EXERCISE
Rewrite every line of the listing below as a JSON list of strings, one string per line, with blank lines skipped. Leave the pictures out of the answer.
## BEGIN
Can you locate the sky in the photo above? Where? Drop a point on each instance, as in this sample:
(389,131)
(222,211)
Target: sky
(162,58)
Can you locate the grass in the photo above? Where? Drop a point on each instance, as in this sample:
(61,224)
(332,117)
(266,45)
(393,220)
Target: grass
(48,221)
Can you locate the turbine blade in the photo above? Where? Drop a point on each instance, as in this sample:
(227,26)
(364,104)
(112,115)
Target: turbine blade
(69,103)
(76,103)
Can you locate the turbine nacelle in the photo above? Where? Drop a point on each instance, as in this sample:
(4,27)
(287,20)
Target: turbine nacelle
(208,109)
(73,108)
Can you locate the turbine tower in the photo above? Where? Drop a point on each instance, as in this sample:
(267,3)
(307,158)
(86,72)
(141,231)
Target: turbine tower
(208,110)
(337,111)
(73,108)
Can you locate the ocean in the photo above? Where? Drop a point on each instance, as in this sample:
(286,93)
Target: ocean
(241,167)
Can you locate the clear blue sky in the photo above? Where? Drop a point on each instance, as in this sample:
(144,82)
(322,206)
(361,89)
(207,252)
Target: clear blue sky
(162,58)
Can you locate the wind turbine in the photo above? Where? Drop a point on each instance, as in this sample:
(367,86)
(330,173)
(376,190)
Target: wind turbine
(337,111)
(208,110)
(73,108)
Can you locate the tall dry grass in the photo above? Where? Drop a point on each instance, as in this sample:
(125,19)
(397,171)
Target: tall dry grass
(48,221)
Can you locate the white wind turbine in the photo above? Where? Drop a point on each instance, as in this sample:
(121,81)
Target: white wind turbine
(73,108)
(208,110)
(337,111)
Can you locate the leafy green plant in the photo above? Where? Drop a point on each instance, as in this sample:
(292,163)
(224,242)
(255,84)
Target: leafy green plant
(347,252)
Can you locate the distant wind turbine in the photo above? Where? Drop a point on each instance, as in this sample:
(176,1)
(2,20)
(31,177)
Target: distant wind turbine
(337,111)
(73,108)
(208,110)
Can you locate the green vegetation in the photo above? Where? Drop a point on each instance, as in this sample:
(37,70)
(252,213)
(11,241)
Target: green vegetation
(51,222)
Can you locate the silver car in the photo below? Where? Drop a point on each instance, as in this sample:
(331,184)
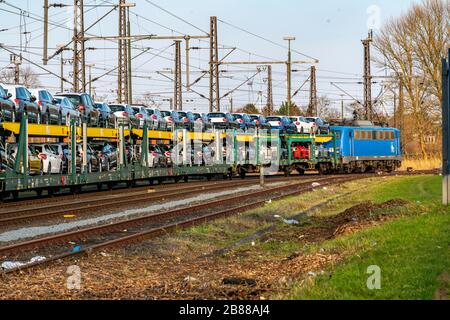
## END
SOLUTION
[
  "Can you locate the sky in the photo above? Where? Drop a point on each instance, as in this sample:",
  "(389,131)",
  "(222,211)",
  "Target: sky",
  "(162,58)",
  "Can you locate the grass in the photo above? Where? Drop a point on each instance, as in this sample:",
  "(61,224)",
  "(332,117)",
  "(266,45)",
  "(393,220)",
  "Target: grass",
  "(48,221)",
  "Can you locate the turbine blade in the photo above? Where? Drop a point on each instance, as in this sample:",
  "(227,26)",
  "(364,104)",
  "(112,115)",
  "Target: turbine blade",
  "(69,103)",
  "(76,103)",
  "Can you locate the turbine nacelle in the photo above? Where? Drop a point on each instance, as in this sample:",
  "(4,27)",
  "(287,20)",
  "Target: turbine nacelle",
  "(208,109)",
  "(73,108)",
  "Can you locate the turbine tower in the photo above? Where? Drop a point on each instance, as in this sample:",
  "(267,3)",
  "(307,158)",
  "(86,72)",
  "(141,231)",
  "Target: turbine tower",
  "(208,110)",
  "(337,111)",
  "(73,108)",
  "Can you locate the ocean in the photo above? Where? Drop a point on each instance, as in this sample:",
  "(286,93)",
  "Target: ocean",
  "(241,167)",
  "Can you locate the clear blue sky in the photo above? Where? Drop a point on each instance, as in this sample:",
  "(144,82)",
  "(322,206)",
  "(361,89)",
  "(207,252)",
  "Target: clear blue sky",
  "(162,58)",
  "Can you locate the wind turbine in the photo above? Where? Drop a point on each instance, as in this sample:",
  "(367,86)",
  "(330,173)",
  "(376,190)",
  "Target: wind turbine",
  "(337,111)",
  "(208,110)",
  "(73,108)",
  "Can you locate the tall dry grass in the photo above? Where? Drop a point on each instance, as in this sample:",
  "(125,19)",
  "(397,171)",
  "Target: tall dry grass",
  "(48,221)",
  "Can you locate the white wind turbine in the photo above? Where? Drop a point on each instance, as in this sample:",
  "(121,81)",
  "Target: white wind turbine",
  "(73,108)",
  "(208,110)",
  "(337,111)",
  "Can you locate the leafy green plant in the photo above? Where? Drop a point on each instance, as in this sample:",
  "(292,163)",
  "(224,242)",
  "(255,84)",
  "Target: leafy green plant",
  "(347,252)",
  "Can you locate the distant wind turbine in the photo above? Where? Drop a point on each instance, as in this sample:",
  "(176,1)",
  "(2,20)",
  "(31,177)",
  "Target: distant wind turbine",
  "(337,111)",
  "(73,108)",
  "(208,110)",
  "Can you locate the green vegetation in the photo above? Where? Drop a point on each instance, as in this sample:",
  "(37,70)",
  "(252,213)",
  "(11,241)",
  "Target: green vegetation",
  "(51,222)",
  "Can you locate the silver car in the photo below? Where? Drop a point on each instance, as in this sample:",
  "(331,184)"
]